:: MATERIAL TO PROCESS ::
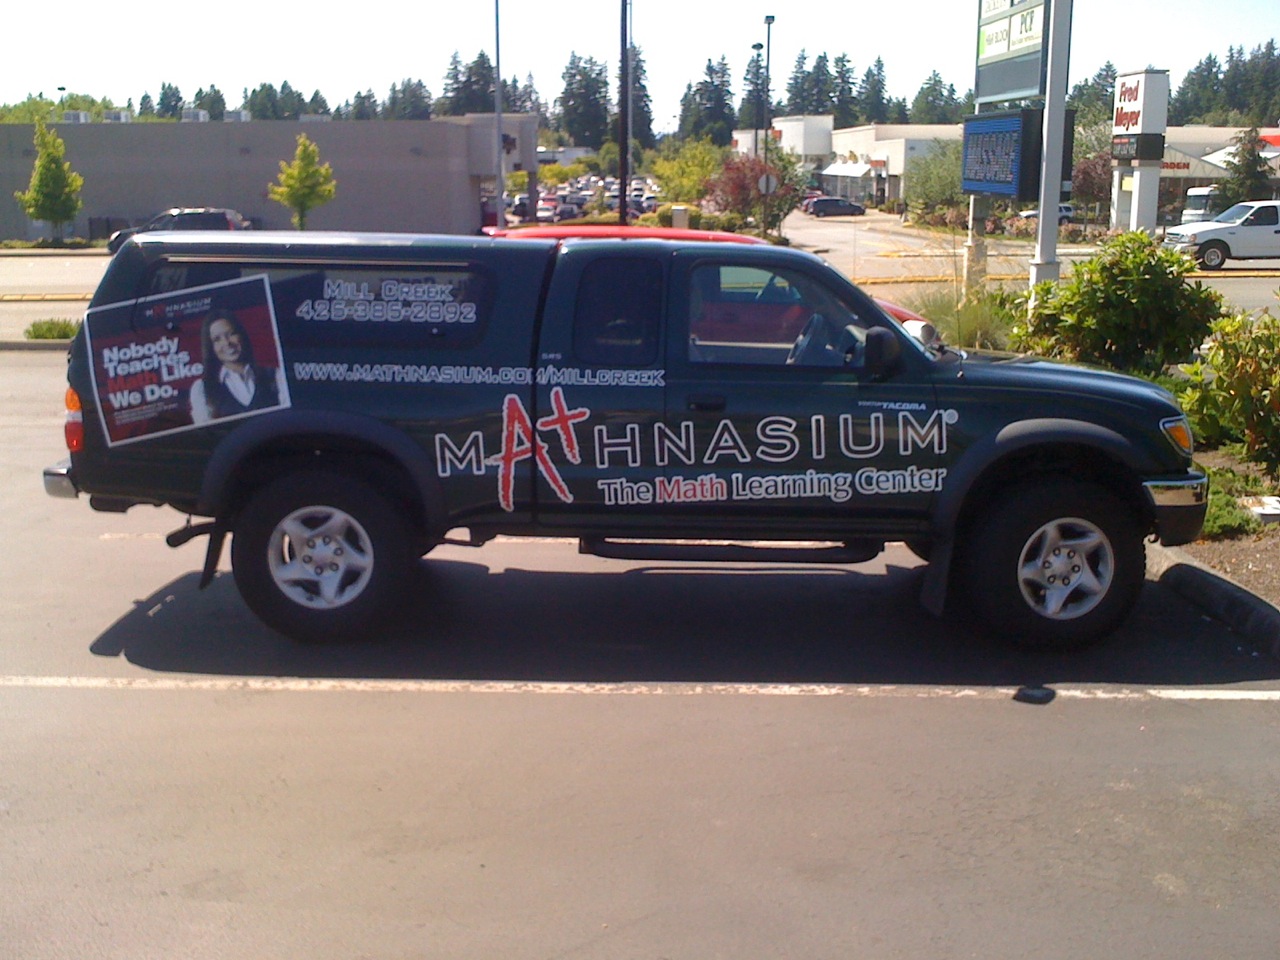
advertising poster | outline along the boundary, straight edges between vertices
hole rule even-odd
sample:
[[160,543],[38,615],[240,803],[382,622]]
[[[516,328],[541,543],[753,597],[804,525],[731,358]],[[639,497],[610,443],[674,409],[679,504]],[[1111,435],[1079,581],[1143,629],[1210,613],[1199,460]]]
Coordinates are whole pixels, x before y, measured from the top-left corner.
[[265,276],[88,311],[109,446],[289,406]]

* * *

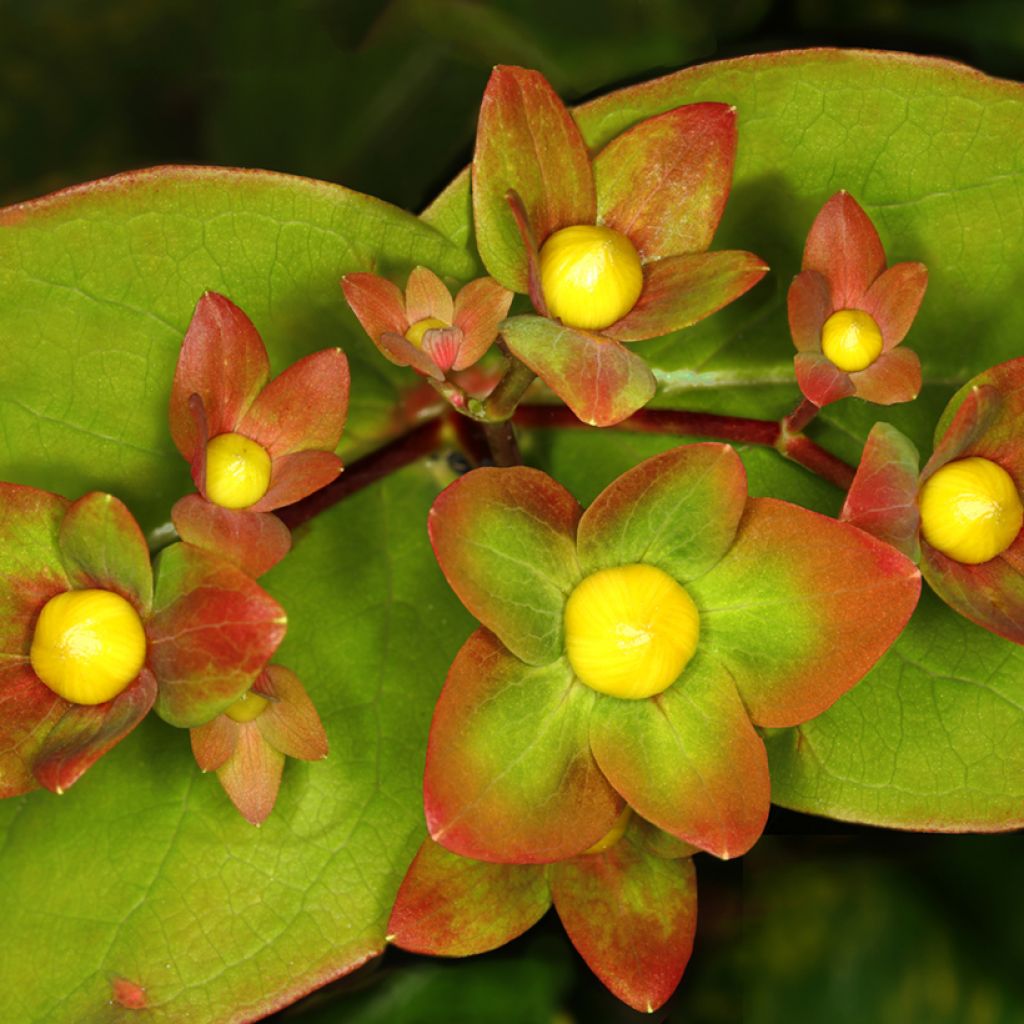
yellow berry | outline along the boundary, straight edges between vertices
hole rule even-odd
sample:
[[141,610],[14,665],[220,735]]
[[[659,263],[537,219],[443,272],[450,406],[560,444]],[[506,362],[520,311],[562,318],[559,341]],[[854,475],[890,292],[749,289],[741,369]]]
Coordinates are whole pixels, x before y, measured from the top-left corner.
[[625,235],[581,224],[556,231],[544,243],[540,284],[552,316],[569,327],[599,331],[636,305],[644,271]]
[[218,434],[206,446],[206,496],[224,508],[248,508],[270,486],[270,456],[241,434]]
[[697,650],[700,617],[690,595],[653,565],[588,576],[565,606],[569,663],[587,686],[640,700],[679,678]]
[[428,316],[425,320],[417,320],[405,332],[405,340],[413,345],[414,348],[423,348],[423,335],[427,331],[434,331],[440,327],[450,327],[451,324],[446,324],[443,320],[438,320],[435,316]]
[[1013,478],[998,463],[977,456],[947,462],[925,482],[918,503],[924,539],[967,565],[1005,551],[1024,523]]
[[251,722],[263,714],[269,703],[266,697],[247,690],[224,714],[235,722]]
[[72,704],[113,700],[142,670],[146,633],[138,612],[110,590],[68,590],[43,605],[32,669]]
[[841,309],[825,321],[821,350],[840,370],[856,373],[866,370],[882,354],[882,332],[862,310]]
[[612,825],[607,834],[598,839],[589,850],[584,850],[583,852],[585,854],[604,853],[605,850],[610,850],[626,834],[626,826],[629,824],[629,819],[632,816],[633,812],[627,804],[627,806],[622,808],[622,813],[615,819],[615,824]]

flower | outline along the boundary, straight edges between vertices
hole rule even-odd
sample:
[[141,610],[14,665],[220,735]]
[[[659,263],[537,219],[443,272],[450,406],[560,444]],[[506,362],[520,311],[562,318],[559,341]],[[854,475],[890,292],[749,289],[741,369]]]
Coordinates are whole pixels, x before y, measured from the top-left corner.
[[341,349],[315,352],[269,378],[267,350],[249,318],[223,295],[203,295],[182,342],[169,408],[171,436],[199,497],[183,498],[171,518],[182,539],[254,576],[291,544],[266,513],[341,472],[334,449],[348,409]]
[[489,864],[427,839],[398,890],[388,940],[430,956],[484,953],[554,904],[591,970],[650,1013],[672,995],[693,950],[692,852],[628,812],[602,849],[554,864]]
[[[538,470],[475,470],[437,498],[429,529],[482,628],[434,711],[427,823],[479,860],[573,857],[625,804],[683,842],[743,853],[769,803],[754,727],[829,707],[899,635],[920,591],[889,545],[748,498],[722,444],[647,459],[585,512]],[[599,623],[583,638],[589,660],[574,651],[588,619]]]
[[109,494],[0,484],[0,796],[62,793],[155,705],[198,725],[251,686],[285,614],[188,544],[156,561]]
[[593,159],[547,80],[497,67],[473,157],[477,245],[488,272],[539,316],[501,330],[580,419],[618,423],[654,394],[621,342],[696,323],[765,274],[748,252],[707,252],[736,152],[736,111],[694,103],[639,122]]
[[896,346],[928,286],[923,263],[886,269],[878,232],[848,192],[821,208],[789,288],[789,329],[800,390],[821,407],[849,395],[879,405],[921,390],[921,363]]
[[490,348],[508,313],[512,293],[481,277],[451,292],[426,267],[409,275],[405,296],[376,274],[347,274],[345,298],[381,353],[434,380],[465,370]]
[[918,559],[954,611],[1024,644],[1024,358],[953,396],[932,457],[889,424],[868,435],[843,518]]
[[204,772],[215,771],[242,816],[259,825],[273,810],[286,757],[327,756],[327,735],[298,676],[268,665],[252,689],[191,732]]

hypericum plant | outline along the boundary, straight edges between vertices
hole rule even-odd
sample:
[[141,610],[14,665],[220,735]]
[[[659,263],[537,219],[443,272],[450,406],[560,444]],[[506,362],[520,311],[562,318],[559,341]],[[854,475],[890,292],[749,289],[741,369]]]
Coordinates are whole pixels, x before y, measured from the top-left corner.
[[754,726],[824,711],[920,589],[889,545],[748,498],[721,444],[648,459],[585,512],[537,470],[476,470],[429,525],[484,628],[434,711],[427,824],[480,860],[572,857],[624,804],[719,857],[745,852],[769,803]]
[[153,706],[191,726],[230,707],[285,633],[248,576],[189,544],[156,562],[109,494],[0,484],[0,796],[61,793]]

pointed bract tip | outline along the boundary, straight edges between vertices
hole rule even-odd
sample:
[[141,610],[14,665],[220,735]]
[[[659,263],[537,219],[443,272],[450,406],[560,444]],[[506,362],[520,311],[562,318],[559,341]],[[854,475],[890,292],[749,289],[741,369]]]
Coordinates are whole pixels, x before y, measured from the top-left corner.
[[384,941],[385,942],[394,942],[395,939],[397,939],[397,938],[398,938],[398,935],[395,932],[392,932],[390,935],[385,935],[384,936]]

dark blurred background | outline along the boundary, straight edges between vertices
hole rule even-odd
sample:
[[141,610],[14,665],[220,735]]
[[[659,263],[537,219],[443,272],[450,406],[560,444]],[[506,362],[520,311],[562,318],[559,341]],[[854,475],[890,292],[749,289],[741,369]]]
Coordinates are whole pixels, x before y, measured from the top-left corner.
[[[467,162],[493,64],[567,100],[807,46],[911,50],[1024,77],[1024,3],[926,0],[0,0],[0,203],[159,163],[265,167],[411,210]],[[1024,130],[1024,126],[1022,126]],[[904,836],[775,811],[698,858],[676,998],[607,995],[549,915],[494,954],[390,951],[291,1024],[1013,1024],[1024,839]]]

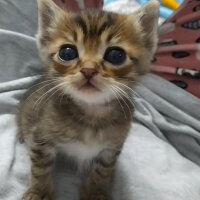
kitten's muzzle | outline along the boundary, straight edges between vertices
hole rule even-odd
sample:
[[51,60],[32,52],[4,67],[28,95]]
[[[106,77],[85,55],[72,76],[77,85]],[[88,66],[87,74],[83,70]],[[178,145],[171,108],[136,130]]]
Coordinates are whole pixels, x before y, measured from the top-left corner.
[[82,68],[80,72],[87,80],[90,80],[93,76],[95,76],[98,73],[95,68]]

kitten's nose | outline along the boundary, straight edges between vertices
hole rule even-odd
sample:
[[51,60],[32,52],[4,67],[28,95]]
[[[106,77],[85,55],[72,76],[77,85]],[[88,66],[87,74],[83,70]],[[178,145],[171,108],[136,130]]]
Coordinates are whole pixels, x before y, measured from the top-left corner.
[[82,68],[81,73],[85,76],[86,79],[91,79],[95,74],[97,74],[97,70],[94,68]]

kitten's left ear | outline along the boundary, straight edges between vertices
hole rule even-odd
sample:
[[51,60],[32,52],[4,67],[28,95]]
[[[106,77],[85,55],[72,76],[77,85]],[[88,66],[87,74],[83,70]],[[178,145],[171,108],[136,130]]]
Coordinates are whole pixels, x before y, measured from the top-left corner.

...

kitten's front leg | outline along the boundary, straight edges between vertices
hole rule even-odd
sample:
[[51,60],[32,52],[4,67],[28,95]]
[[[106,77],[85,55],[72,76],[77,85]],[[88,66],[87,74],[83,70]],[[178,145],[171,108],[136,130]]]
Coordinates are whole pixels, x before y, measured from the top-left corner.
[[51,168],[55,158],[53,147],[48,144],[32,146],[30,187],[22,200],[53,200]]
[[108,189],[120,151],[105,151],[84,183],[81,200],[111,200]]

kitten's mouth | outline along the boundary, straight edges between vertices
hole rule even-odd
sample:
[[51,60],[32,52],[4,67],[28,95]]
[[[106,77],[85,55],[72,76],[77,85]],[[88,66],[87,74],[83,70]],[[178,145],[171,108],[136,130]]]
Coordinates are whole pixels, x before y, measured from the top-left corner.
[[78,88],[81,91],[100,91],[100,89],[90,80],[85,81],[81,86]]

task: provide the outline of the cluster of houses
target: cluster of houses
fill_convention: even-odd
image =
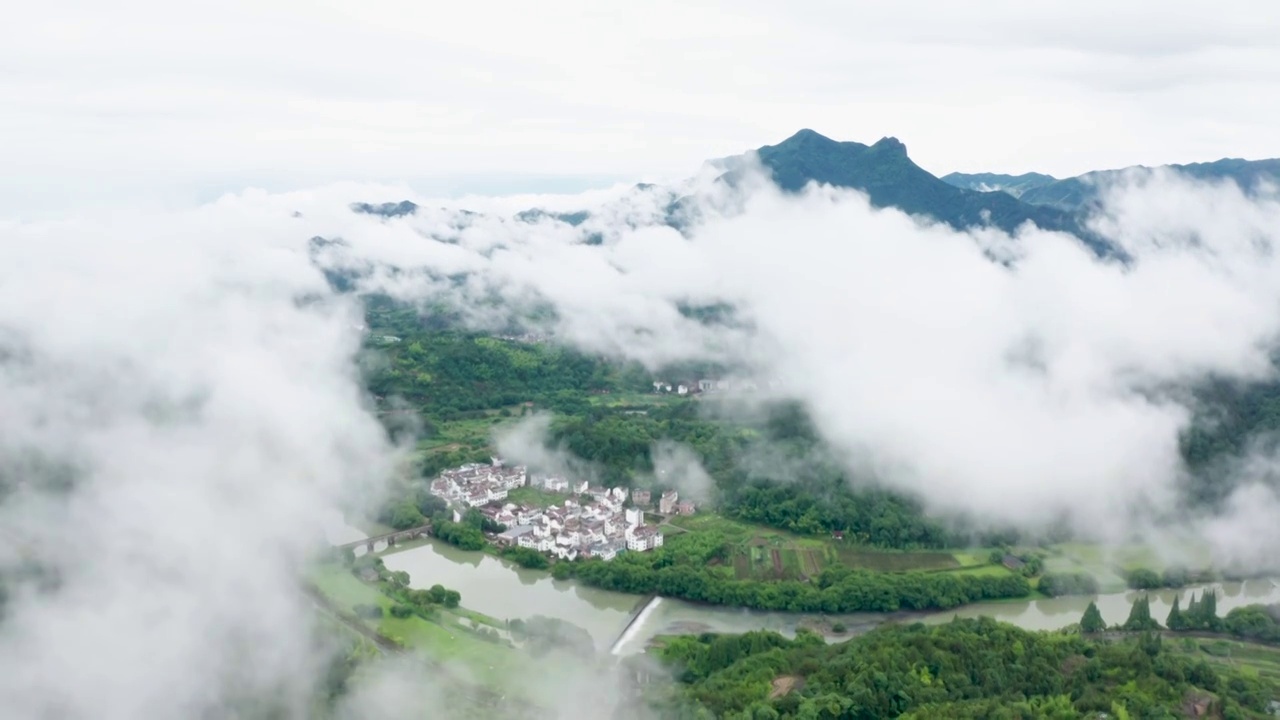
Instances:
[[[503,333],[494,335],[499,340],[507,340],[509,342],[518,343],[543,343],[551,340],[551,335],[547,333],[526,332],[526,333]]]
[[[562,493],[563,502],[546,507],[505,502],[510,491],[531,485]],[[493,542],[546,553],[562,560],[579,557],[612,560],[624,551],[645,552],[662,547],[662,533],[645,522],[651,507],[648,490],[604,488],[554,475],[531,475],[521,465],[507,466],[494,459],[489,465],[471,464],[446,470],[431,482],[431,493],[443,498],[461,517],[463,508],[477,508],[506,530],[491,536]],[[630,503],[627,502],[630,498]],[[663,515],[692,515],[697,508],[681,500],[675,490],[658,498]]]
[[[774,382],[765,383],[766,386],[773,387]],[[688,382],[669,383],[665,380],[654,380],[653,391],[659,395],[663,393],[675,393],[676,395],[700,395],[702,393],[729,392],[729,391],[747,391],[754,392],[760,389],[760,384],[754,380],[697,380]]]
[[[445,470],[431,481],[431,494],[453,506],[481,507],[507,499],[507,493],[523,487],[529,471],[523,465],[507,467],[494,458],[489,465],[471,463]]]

:: WHAT IS REQUIRED ::
Show the lines in the entries above that include the string "cluster".

:: ANSWER TO THIS PROBLEM ::
task: provide the outline of the cluster of houses
target: cluster of houses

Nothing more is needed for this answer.